▸ **GIVEN PASSAGE**

The fact that the Arab Spring videos made it into the country shows the difficulty of preventing information sharing over the internet. However, equally the work of the police breaking up the lecture shows that human surveillance can still play a part in preventing the dissemination of information within Zimbabwe’s borders.
How cans political power be restrained and human rights protected in the cyberspace?
According to Go Zhao of the University of Groningen, ‘Enforcing the correct level of human rights protection is very often a matter of jurisdictional reach. In the cyberspace, there could be two obvious alternatives to create a separate jurisdictional space: the technological option and the legal option. In Europe, the Germans and French spoke on the possibility of creating the foundations of a “protected” EU Internet, and the EU-funded MAPPING project spelt out its plan of researching if “parallel universes” in cyberspace could be a solution for promoting human rights. This objective of creating spaces within cyberspace where European values on privacy and other human rights may be applied could conceivably be created by technological or legal means.
The U.S Report (ibid) explains these dual legal and technical routes by stating that there is need to take substantial steps to protect networked world. A free and open Internet is critical to both self-government and economic growth. Internet governance must not be limited to governments, but should include all appropriate stakeholders, including businesses, civil society, and technology specialists. In the case of the U.S, the Report made specific recommendations that the US Government should take additional steps to promote security, by (1) fully supporting and not undermining efforts to create encryption standards; (2) making clear that it will not in any way subvert, undermine, weaken, or make vulnerable generally available commercial encryption; and (3) supporting efforts to encourage the greater use of encryption technology for data in transit, at rest, in the cloud, and in storage.

▸ **STATED EXERCISE 1**
Rewrite the portion of the passage on human rights in cyberspace that begins with the words "The fact that" and ends with the words "within Zimbabwe’s borders.", replacing "police" with "security forces".
The passage and the records are unrelated to each other.

▸ **DATASET RECORDS**
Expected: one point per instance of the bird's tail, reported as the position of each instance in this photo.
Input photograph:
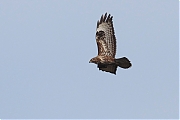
(123, 62)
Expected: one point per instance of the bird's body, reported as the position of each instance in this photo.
(106, 42)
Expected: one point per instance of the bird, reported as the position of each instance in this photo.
(106, 44)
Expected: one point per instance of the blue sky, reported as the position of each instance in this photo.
(45, 47)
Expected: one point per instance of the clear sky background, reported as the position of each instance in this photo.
(46, 45)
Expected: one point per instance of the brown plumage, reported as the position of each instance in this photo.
(106, 43)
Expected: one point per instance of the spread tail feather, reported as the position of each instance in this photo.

▸ **STATED EXERCISE 2**
Find and copy every line of the records containing the word "this", treating uppercase and lowercase as distinct.

▸ **WORKED ANSWER 1**
The fact that the Arab Spring videos made it into the country shows the difficulty of preventing information sharing over the internet. However, equally the work of the security forces breaking up the lecture shows that human surveillance can still play a part in preventing the dissemination of information within Zimbabwe’s borders.

▸ **WORKED ANSWER 2**
Expected: one point per instance of the bird's tail, reported as the position of each instance in this photo.
Expected: one point per instance of the bird's body, reported as the position of each instance in this photo.
Expected: one point per instance of the bird, reported as the position of each instance in this photo.
Expected: one point per instance of the blue sky, reported as the position of each instance in this photo.
Expected: one point per instance of the clear sky background, reported as the position of each instance in this photo.
Expected: one point per instance of the brown plumage, reported as the position of each instance in this photo.
Expected: one point per instance of the spread tail feather, reported as the position of each instance in this photo.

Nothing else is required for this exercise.